**Actividad 1**
Reescribe la parte del fragmento sobre la santidad que empieza en "Es decir: la" y termina en "del propio estado.". Cambia "santidad" por "perfección".
**Actividad 2**
Según el fragmento sobre la santidad, ¿qué ofrecían los cristianos de antes en la oración de la mañana o en el ofertorio de la Misa?

Es decir: la santidad no consiste en el cumplimiento de los deberes del propio estado, sino que ‘ se expresa ', se da a conocer, se manifiesta, se palpa, se toca, en el cumplimiento de los deberes del propio estado.

Y, entonces, me levanto temprano y voy al trabajo, no porque yo lo quiera y necesite trabajar para comer, sino porque Dios quiere que me levante y trabaje y coma. Salgo de casa con este frío y voy a Misa no porque yo lo necesite o tenga ganas, sino porque creo que eso es lo que Dios quiere que yo haga. Limpio mi casa, tengo en orden mis cosas, no porque no soporte la suciedad y el desorden, sino porque pienso que eso es lo que quiere el Señor yo realice todos los días. Como no porque tenga hambre sino porque el Señor quiere que yo coma y tenga fuerzas para su santo servicio. Y duermo y veo televisión y juego con mis hijos y duermo con mi marido porque sé que Dios, Padre bondadoso, quiere que yo haga esas cosas. Y doy una limosna aun pobre porque Dios me lo pone por delante y quiere que se la dé. Esta actitud los cristianos de antes la ponían en acta con breves oraciones o jaculatorias o aún la señal de la cruz antes del trabajo o de la comida o del estudio. O, más sencillamente, en el ofrecimiento de todas las acciones y pensamientos del día en la oración de la mañana o en el ofertorio de la santa Misa.

**Datos extraídos**

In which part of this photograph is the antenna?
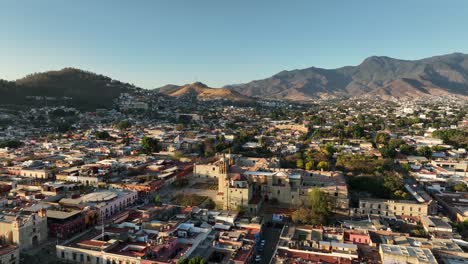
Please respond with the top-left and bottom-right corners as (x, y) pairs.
(101, 213), (104, 242)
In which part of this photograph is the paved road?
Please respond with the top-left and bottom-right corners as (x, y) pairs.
(260, 227), (282, 264)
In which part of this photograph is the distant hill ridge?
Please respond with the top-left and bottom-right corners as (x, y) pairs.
(0, 53), (468, 109)
(0, 68), (137, 109)
(154, 82), (252, 102)
(225, 53), (468, 100)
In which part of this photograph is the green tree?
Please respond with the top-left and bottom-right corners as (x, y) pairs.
(305, 160), (314, 170)
(292, 188), (331, 225)
(317, 160), (330, 170)
(141, 136), (161, 154)
(117, 120), (132, 130)
(452, 182), (468, 192)
(296, 159), (304, 169)
(177, 256), (206, 264)
(417, 146), (432, 159)
(94, 131), (112, 140)
(154, 194), (161, 206)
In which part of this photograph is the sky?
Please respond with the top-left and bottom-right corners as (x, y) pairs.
(0, 0), (468, 88)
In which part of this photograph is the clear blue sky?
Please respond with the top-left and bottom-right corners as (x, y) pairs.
(0, 0), (468, 88)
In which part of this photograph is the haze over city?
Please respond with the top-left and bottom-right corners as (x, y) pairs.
(0, 0), (468, 264)
(0, 0), (468, 88)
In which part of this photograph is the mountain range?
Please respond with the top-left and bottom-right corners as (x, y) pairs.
(0, 53), (468, 109)
(0, 68), (138, 109)
(225, 53), (468, 101)
(155, 82), (253, 102)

**Respuesta 1**
Es decir: la perfección no consiste en el cumplimiento de los deberes del propio estado, sino que ‘ se expresa ', se da a conocer, se manifiesta, se palpa, se toca, en el cumplimiento de los deberes del propio estado.

**Respuesta 2**
Todas las acciones y pensamientos del día.